*Direction:*
Set out the lines as a Markdown table with the columns Row and Content. Start at the line containing "detector, find outlet" and end at the line containing "[190,42,260,82]", including both of those lines and skipping any blank lines.

= = = = = = =

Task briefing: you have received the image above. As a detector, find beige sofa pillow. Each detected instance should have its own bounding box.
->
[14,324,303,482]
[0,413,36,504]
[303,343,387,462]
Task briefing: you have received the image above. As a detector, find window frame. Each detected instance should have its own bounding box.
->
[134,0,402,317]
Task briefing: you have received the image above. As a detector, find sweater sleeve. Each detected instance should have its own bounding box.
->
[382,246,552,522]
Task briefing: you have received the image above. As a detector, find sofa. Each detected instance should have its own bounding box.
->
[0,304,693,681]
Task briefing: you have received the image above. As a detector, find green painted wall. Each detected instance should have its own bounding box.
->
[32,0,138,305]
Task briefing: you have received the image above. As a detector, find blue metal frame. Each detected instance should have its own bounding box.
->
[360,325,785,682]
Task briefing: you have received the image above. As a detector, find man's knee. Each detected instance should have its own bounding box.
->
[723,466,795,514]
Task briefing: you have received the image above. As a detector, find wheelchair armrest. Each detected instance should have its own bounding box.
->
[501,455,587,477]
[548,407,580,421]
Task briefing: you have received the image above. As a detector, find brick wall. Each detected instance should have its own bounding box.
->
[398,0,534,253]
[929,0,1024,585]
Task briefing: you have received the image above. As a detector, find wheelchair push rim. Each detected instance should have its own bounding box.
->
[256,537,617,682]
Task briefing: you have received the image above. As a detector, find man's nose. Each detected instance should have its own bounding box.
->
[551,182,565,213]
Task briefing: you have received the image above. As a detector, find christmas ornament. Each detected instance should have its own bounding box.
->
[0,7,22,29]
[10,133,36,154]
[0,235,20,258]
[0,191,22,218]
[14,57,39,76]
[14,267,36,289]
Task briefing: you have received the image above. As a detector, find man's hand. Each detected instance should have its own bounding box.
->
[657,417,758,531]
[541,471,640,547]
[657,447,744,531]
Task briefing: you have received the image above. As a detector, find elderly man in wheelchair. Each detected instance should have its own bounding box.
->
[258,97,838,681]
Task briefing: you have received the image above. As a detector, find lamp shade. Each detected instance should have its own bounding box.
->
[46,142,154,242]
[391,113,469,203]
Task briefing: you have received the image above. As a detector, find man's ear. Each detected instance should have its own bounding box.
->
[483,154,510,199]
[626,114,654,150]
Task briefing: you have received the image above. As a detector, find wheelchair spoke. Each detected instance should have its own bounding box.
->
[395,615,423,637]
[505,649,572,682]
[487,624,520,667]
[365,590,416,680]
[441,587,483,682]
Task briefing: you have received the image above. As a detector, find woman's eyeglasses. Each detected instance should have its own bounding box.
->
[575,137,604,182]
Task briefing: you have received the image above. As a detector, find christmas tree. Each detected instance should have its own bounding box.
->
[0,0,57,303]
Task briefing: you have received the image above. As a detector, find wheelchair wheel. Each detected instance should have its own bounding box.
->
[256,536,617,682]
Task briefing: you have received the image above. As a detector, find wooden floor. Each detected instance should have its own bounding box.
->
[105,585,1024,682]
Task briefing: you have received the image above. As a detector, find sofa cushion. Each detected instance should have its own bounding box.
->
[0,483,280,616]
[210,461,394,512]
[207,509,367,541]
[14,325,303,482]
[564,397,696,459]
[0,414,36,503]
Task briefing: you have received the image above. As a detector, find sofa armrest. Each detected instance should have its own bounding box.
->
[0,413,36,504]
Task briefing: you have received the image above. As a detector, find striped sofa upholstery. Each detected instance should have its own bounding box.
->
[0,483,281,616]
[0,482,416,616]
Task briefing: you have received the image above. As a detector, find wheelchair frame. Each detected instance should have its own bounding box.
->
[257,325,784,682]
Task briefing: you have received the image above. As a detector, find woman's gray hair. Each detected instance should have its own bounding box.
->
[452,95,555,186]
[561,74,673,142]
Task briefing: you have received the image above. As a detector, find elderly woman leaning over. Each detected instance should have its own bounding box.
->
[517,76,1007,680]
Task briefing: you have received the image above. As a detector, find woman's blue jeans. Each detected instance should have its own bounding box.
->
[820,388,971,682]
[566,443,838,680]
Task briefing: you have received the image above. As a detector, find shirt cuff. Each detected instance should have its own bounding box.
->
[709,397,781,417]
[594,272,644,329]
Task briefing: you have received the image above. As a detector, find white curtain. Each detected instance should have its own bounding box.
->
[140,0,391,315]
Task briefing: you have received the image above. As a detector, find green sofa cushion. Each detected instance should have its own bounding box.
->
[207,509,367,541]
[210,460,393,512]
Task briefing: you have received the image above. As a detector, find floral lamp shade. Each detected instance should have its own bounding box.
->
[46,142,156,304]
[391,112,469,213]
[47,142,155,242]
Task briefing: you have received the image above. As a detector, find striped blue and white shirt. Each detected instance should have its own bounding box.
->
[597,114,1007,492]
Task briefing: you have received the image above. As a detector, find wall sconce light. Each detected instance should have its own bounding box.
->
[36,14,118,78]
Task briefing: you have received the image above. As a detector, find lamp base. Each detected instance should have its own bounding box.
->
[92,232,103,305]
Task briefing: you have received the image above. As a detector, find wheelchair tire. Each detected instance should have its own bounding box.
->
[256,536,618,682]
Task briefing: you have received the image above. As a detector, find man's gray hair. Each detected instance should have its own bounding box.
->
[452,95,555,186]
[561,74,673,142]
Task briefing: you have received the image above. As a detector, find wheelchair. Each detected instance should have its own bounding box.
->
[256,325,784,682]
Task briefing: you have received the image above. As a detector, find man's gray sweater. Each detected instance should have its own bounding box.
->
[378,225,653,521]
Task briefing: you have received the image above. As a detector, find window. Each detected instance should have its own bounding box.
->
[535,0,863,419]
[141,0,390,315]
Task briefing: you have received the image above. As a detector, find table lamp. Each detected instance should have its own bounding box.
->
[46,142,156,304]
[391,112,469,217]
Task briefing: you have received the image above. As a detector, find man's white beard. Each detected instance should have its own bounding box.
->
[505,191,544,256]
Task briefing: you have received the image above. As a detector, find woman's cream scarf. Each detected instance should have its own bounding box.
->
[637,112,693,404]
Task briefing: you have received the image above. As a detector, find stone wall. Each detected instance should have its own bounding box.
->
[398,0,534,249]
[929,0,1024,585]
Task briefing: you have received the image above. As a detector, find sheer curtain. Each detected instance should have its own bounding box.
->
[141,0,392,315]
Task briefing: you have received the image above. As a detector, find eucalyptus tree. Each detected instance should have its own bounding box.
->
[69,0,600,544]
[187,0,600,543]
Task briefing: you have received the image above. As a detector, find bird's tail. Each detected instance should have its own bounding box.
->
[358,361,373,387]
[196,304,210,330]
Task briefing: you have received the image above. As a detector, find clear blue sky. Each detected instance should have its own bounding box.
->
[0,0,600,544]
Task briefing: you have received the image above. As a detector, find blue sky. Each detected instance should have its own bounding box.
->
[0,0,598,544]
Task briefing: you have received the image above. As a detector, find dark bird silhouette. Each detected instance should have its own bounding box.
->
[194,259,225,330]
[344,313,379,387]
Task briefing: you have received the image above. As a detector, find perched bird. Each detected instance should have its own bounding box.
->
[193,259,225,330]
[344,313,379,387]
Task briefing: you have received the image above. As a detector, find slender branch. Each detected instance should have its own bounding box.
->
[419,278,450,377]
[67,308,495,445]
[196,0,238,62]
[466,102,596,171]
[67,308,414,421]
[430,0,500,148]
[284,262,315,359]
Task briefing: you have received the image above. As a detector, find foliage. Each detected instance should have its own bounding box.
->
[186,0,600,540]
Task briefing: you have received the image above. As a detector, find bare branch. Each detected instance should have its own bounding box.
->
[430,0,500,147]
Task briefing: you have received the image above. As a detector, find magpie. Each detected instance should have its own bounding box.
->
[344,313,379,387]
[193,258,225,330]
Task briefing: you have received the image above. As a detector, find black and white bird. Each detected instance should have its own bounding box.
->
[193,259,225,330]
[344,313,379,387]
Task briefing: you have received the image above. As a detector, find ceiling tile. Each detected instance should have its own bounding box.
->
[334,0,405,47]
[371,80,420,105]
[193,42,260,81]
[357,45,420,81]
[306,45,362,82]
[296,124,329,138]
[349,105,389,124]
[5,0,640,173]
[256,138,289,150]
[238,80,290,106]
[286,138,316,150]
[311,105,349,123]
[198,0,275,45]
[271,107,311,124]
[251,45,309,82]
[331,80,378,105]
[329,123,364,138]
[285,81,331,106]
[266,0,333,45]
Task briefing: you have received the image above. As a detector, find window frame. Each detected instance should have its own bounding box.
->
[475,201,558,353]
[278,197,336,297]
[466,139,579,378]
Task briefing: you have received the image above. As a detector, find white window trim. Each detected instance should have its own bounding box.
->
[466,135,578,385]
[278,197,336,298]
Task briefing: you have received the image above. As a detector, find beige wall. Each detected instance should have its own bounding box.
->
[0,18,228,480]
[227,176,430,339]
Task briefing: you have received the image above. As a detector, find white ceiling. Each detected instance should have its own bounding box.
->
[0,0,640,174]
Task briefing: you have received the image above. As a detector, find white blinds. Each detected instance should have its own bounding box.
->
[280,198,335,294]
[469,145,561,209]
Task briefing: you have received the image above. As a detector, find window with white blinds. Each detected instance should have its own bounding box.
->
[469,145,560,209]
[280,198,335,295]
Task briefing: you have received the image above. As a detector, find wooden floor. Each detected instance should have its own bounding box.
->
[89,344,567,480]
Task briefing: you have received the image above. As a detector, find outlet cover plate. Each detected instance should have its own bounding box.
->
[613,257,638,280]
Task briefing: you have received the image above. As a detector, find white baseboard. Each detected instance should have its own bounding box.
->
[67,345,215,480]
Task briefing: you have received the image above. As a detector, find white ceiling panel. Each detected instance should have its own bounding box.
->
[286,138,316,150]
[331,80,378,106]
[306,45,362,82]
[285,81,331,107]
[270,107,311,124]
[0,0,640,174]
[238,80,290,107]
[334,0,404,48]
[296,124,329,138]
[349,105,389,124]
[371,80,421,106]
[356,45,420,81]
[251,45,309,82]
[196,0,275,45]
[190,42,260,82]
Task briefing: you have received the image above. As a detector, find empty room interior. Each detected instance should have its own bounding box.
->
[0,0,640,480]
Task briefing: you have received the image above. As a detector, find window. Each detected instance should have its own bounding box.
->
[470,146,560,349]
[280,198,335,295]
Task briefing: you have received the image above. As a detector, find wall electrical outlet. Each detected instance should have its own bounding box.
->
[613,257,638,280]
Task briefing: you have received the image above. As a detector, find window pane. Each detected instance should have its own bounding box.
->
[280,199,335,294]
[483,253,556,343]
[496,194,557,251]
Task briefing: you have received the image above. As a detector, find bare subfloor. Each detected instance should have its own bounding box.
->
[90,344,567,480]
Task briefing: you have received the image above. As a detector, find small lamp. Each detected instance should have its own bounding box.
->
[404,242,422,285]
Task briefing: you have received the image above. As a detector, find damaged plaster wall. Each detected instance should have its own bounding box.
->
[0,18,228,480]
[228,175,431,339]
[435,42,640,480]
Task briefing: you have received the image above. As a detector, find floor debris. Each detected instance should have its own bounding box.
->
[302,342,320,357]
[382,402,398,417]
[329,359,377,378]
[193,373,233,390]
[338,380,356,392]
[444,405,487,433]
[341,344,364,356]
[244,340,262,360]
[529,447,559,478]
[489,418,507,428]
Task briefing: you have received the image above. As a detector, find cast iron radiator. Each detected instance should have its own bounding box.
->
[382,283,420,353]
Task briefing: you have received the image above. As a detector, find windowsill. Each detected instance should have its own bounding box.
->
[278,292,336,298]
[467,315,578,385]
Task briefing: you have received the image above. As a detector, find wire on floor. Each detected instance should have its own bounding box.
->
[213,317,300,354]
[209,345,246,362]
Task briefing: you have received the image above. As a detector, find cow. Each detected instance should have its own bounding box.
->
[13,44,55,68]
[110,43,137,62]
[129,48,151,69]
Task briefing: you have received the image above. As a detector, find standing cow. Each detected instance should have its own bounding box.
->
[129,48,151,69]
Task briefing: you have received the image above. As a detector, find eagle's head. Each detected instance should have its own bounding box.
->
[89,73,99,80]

= = = = = = =

*Right answer:*
| Row | Content |
|---|---|
| 1 | Task briefing: you have received the image above. As a detector, find outlet cover plate. Each detected instance should have its own bounding box. |
| 2 | -> |
| 3 | [613,257,638,280] |
| 4 | Task briefing: you have received the image above. As a detector, find white baseboard. Each detected instance should have its own bounding box. |
| 5 | -> |
| 6 | [67,345,215,480] |
| 7 | Task briefing: you have received the image above. As a detector, find white ceiling panel. Each detected instance should have its own bounding box. |
| 8 | -> |
| 9 | [286,138,316,150] |
| 10 | [331,80,378,106] |
| 11 | [306,45,362,82] |
| 12 | [285,81,331,107] |
| 13 | [270,107,311,124] |
| 14 | [0,0,640,174] |
| 15 | [238,80,290,107] |
| 16 | [334,0,404,48] |
| 17 | [296,124,329,138] |
| 18 | [349,105,389,124] |
| 19 | [371,80,421,106] |
| 20 | [356,45,420,81] |
| 21 | [251,45,309,82] |
| 22 | [196,0,275,45] |
| 23 | [190,42,260,82] |